◆ **Problem to solve**: What you write must be the listing below in full, word for word, minus its pictures.

◆ **Record extracts**:
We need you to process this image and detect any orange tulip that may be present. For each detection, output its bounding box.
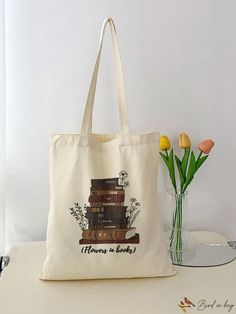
[198,139,214,154]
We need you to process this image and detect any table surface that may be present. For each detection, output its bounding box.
[0,231,235,314]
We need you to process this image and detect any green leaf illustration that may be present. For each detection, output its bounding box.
[195,155,208,172]
[130,210,140,227]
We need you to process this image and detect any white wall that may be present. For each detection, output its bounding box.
[5,0,236,249]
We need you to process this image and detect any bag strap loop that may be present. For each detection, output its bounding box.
[80,17,129,136]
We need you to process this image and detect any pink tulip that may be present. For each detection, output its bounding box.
[198,139,215,154]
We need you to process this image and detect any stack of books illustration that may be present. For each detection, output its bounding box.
[79,177,140,244]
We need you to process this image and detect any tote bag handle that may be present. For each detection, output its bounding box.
[80,18,129,136]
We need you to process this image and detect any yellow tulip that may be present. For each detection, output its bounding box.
[160,135,171,150]
[179,132,191,149]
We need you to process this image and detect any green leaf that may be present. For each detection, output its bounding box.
[183,152,196,192]
[159,152,169,169]
[168,149,177,192]
[181,148,190,179]
[195,155,208,172]
[175,155,185,190]
[160,150,177,193]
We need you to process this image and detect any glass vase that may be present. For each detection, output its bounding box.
[166,190,196,262]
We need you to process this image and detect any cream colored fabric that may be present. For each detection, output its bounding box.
[1,232,235,314]
[40,18,174,280]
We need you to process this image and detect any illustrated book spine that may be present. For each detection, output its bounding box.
[91,178,120,187]
[90,186,123,192]
[88,194,125,203]
[82,228,136,241]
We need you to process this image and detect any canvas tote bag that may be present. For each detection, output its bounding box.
[40,17,175,280]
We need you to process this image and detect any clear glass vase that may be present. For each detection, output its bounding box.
[166,190,196,262]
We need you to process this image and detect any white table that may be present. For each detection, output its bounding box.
[0,231,235,314]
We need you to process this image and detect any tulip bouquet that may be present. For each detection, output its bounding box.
[159,133,214,254]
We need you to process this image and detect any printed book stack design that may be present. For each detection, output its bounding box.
[79,177,140,244]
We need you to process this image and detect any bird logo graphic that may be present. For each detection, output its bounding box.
[178,297,195,313]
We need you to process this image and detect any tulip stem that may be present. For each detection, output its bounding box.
[196,151,203,162]
[165,150,168,158]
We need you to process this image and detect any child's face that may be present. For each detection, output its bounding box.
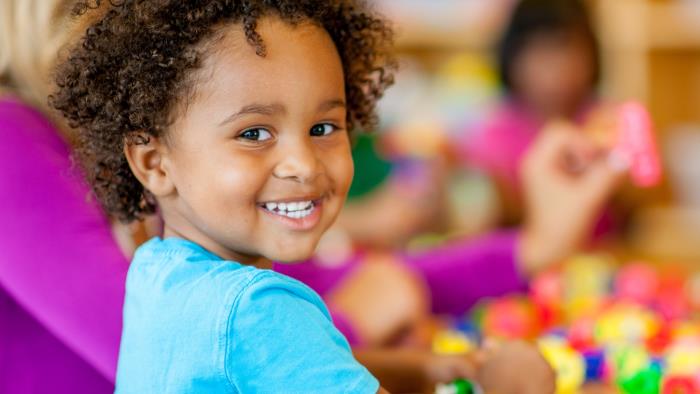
[511,30,595,119]
[156,17,353,265]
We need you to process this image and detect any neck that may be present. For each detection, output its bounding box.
[162,223,272,270]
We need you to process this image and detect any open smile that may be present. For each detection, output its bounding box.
[258,197,324,230]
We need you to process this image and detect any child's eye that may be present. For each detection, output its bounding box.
[310,123,337,137]
[238,128,272,141]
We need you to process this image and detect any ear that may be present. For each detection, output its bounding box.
[124,133,175,198]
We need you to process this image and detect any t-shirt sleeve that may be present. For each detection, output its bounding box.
[225,272,378,394]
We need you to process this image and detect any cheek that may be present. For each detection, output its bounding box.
[338,153,354,194]
[326,140,354,196]
[178,150,267,210]
[215,156,270,204]
[513,55,549,97]
[567,56,595,90]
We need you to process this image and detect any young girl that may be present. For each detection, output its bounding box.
[51,0,569,392]
[52,0,398,391]
[463,0,601,217]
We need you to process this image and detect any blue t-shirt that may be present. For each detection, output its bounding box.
[115,237,378,393]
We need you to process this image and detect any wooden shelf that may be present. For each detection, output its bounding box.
[595,0,700,114]
[597,0,700,50]
[373,0,514,51]
[647,1,700,49]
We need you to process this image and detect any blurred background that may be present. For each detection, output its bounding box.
[338,0,700,263]
[5,0,700,393]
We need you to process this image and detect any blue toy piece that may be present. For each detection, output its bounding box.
[583,349,606,381]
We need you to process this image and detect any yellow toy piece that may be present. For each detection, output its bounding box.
[563,255,614,320]
[432,330,477,355]
[538,337,585,394]
[595,302,660,346]
[665,340,700,376]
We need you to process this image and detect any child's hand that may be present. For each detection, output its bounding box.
[354,347,478,393]
[327,254,430,345]
[476,340,556,394]
[518,121,627,275]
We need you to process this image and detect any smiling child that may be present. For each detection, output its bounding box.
[51,1,394,392]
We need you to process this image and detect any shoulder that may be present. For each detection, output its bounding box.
[0,97,69,171]
[0,97,59,141]
[223,270,379,393]
[0,97,91,220]
[225,269,332,333]
[235,269,327,310]
[129,238,270,302]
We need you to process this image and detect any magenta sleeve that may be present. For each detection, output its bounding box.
[0,99,127,381]
[329,309,363,346]
[402,230,528,316]
[277,232,527,343]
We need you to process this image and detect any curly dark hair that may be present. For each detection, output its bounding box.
[50,0,396,222]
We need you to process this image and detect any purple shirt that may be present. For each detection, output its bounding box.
[0,98,126,393]
[0,97,527,391]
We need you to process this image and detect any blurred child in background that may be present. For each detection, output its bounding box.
[463,0,602,223]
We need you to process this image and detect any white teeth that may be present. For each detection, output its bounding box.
[294,201,311,211]
[276,201,313,211]
[263,200,315,219]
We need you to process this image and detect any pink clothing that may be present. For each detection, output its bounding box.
[463,99,594,192]
[461,98,616,238]
[463,101,543,192]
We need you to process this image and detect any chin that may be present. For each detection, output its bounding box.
[266,243,318,264]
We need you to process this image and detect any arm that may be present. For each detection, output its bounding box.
[354,347,478,394]
[0,101,128,381]
[403,231,528,316]
[278,240,523,343]
[410,122,626,317]
[355,342,556,394]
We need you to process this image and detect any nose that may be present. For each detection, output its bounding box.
[272,136,322,184]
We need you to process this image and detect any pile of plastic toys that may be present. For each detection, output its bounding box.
[433,254,700,394]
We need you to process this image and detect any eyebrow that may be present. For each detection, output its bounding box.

◆ **Task answer**:
We need you to process this image and detect any orange tulip that may be present. For each detection, output its bounding box.
[198,139,214,154]
We need you to process this image and detect any table surface that may be present. For each detection, output its bounding box.
[0,231,235,314]
We need you to process this image and detect any green leaf illustration that may be present. For each detection, output its bounding box.
[195,155,208,172]
[130,210,140,227]
We need you to process this image and detect any white wall that may be present. For each detection, output its bounding box.
[5,0,236,249]
We need you to process this image and detect any bag strap loop that may be present. For each detection, output its bounding box.
[80,17,129,136]
We need you to process this image and detect any pink tulip that may be present. For each detection, output its bounding box.
[198,139,215,154]
We need you to process this image and detect any stack of books illustration that may be present. For each detection, output its bounding box.
[79,177,140,244]
We need you to process this image and detect any tote bag handle that may be present. For each detection, output its bounding box.
[80,18,129,136]
We need you to process this image and detect any yellow tulip that may be present. For each detection, output its bounding box.
[160,135,171,150]
[179,132,191,149]
We need you to process this image and detect any green leaf that may be present. For each detection, output its bounding box.
[183,152,196,192]
[159,152,169,169]
[168,149,177,192]
[181,148,190,179]
[195,155,208,172]
[175,155,185,190]
[160,150,177,193]
We need you to process this image and detect any glass vase that may be present. For each detection, output its bounding box.
[166,190,196,262]
We need you to process this image and detect any cream colored fabric that may be present. For each detection, output its bounding box.
[1,232,235,314]
[40,18,174,280]
We need you to process this image and detect any illustrated book spine that may be present. For each detection, output its bounding box.
[91,178,120,187]
[90,186,123,192]
[88,194,125,203]
[82,228,136,241]
We need you to process this image and detect any canvas tote bag that may be present. For each detection, output its bounding box.
[40,17,175,280]
We need you to process this image and detect any clear glass vase that may be present. For each detection, output its bounding box.
[166,190,196,262]
We need you to process this image and detect any white table that may be present. For each detection, output its bounding box.
[0,231,235,314]
We need you to process this image and detect any tulip bouquet that may be present. For each detection, output its bounding box.
[159,133,214,254]
We need you to process this image and detect any printed book stack design that may be present. For each detection, output its bounding box.
[79,177,140,244]
We need you to process this image and detect any bird logo graphic that may be present. For each detection, output its bounding box.
[178,297,195,313]
We need you to process this image and detect any tulip stem that may be present. For each detection, output its bounding box.
[196,151,203,162]
[165,150,168,158]
We need you to process this image and detect any child's face that may be present. For each detection, output its bounding box.
[511,30,595,119]
[156,17,353,265]
We need you to process this image and detect any neck that may be present. For each detection, output its bounding box.
[162,223,272,270]
We need you to process this image and detect any open smile that may be present. For each detection, output its bounding box.
[258,197,324,230]
We need you to process this image and detect any child's eye that may be present. For each detection, output its bounding box.
[310,123,337,137]
[238,128,272,141]
We need you to process this image and detect any ear that may be present. For each detection, output its bounding box.
[124,133,175,198]
We need you to process this image and detect any t-shirt sleeve that may be present. For each detection, output its bounding box.
[225,272,378,394]
We need you to process this image and detect any cheek that may be present. For each detection, output its bounding box.
[338,153,354,194]
[326,140,354,196]
[178,150,267,210]
[215,156,270,204]
[513,55,549,97]
[567,56,595,90]
We need you to process this image and detect any young girl that may be present. For each detection, output its bounding box.
[51,0,569,392]
[52,0,398,391]
[463,0,601,217]
We need you to process this image and detect any blue t-shirt that may be present. For each detection, output its bounding box.
[115,237,378,393]
We need you to process this image and detect any wooden shelf that may be present. For each detection, output its bounding box.
[595,0,700,114]
[597,0,700,50]
[373,0,514,51]
[647,1,700,49]
We need you to process this image and detect any blurred background that may be present. For each detection, output its bounding box.
[338,0,700,263]
[5,0,700,393]
We need you to process this image and detect any blue toy piece that may be present. For each detection, output its bounding box.
[583,349,606,381]
We need you to process this image and detect any yellow toy piece that may be present. For each detection, output its bounding box.
[563,255,614,320]
[432,330,477,355]
[538,337,585,394]
[595,302,660,346]
[665,340,700,376]
We need you to process this image and detect any child's hand that may be present. For each detection, output its bounding box.
[354,347,478,393]
[327,254,430,345]
[476,340,556,394]
[518,121,627,275]
We need you to process this image and detect any smiling child that may be present. For each detection, output its bounding box.
[51,1,394,392]
We need you to process this image and detect any shoulder that may be present. For each detection, output its bounding box.
[0,97,69,171]
[0,97,59,141]
[223,270,379,393]
[0,97,91,220]
[225,269,332,333]
[235,269,327,310]
[129,238,270,302]
We need you to process this image and detect any magenta sleeve that may be present. For each detection, output its bounding box.
[0,99,127,381]
[329,309,363,346]
[402,230,528,316]
[277,232,527,343]
We need you to process this image and detect any curly dark hair that may be present. For each detection, output its bounding box.
[50,0,396,222]
We need you to process this image and detect any purple shirt that may be present. For each detection, output its bounding box.
[0,98,126,393]
[0,97,527,391]
We need you to process this image and detect any blurred child in background that may be present. For each detection, output its bounding box.
[463,0,602,223]
We need you to process this image and detect any white teeth that may be present. For each detection, output its bounding box.
[294,201,311,211]
[276,201,313,211]
[263,200,315,219]
We need you to process this image and detect any pink clothing that may be present. For each detection, output its bounding box.
[463,99,594,192]
[461,98,616,238]
[463,101,543,192]
We need you to process this image and detect any chin that may be present. For each detection, output its bounding box.
[266,243,318,264]
We need you to process this image and detect any arm that may be present. For each detection, output its bounding box.
[354,347,478,394]
[0,101,128,381]
[403,231,528,316]
[278,240,523,343]
[410,122,626,317]
[355,342,556,394]
We need you to process this image and detect any nose that may be present. For each detection, output its bounding box.
[272,136,322,184]
We need you to process this image and detect any pile of plastic toys that may be present. For each detection, output its bounding box.
[433,254,700,394]
We need you to process this image and detect any eyebrow that may be present. For each detection, output its bounding box.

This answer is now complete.